• _WHAT YOU ARE ASKED TO DO_
Only the final stretch of the data is wanted: reproduce the line containing "Examine the image and locate every instance of white" and each line after it, exactly.

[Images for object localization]

________

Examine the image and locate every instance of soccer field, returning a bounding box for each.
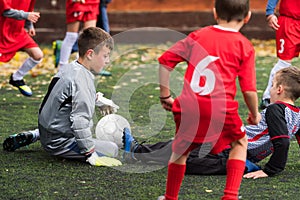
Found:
[0,42,300,200]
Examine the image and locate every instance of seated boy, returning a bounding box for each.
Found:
[3,27,121,167]
[123,66,300,179]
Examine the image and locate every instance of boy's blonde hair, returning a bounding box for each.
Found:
[78,27,113,57]
[275,66,300,101]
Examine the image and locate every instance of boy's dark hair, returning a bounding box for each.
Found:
[78,27,113,57]
[276,66,300,101]
[215,0,249,22]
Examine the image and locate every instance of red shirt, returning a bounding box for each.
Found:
[158,26,256,142]
[0,0,37,62]
[280,0,300,19]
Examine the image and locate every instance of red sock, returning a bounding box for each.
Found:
[222,159,245,200]
[165,162,186,200]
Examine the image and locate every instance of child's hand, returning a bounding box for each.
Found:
[243,170,268,179]
[247,112,261,125]
[266,14,280,30]
[28,28,36,37]
[95,92,119,115]
[159,96,174,112]
[27,12,40,23]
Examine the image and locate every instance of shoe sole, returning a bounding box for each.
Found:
[3,134,31,151]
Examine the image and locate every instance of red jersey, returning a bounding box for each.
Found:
[158,26,256,143]
[0,0,37,62]
[279,0,300,19]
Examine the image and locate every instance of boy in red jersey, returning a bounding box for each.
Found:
[58,0,100,69]
[260,0,300,109]
[0,0,43,96]
[157,0,260,199]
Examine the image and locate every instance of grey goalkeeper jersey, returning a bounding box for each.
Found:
[38,61,96,156]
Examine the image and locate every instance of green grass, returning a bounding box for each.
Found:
[1,45,300,200]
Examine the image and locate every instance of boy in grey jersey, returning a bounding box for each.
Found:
[3,27,121,167]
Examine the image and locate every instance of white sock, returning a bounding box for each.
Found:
[13,57,42,80]
[27,129,40,143]
[59,32,78,69]
[262,59,291,99]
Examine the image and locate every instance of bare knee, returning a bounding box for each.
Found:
[31,48,44,61]
[26,47,44,61]
[229,136,247,160]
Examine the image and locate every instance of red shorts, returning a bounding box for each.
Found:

________

• _OUTPUT OF THE TASK_
Examine the image and locate every instance of white sock, returning a bounding box for each.
Found:
[13,57,42,80]
[27,129,40,143]
[59,32,78,69]
[262,59,291,99]
Examine the image and locate every instance of bare knee, returning a bounding box for each.
Found:
[31,48,44,61]
[26,47,44,61]
[229,136,247,160]
Examine the image and locate every instance of red shorts, returning a bounding box for each.
Found:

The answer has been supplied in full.